TEXT SHOWN
--*--

Friday, November 18, 2005

Yellow Submarine 3XCDr + ltd. ed. DVDR

Is now available. Don't pay more than $15, dude! In DVD box with *SHUDDER* poorly folded inserts and free sticker that gives the middle finger to Dumb-ya and the not-so-silent majority...

Thursday, November 10, 2005

Predicate

I think Peter Sotos' best work is when it's more subtle and creeps up on you long after you've read it. The most recent one Predicate is a good example of this. A much more experimental idea considering what Sotos writes about. Here the main subject is Thomas Hamilton and his mass shooting of a school in Scotland ten years ago. Hamilton was presumably someone with an unhealthy fixation on his male students -- as a physical ed teacher. I've had so-much disgust for my past PE teachers and their tireless BS, although at least I'm glad I didn't skip out or else I would've been more sickly than I am now, to give them credit. In my high school though, I don't think the PE teachers were abusive like Hamilton was although scandalously one of the vice-principals got arrested for fiddling with a minor after moving to another Catholic school. (No I wasn't a victim, although I was myself coming to terms with my own homosexuality anyhow...)

Going back to the story, there's really nothing to work with concerning Hamilton, as no-one's really sure if he was debauched towards teenage boys or not, as it's mostly speculation. If he was he might have been too scared to act on it, one thing's for sure...

--*--

GIVEN INFORMATION
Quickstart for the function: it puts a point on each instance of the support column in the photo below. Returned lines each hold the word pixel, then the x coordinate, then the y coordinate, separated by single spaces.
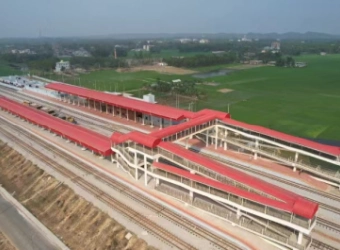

--*--

EXPLORE THE MATERIAL
**1.** In the blog page, translate the sentence "I think Peter Sotos' best work is when it's more subtle and creeps up on you long after you've read it." into Spanish.
**2.** Retype a section of the blog page, beginning with the words "Is now available." and stopping after "the not-so-silent majority...".

TASK RESPONSES
**1.** Creo que la mejor obra de Peter Sotos es cuando es más sutil y te va alcanzando mucho después de haberla leído.

**2.**
Is now available. Don't pay more than $15, dude! In DVD box with *SHUDDER* poorly folded inserts and free sticker that gives the middle finger to Dumb-ya and the not-so-silent majority...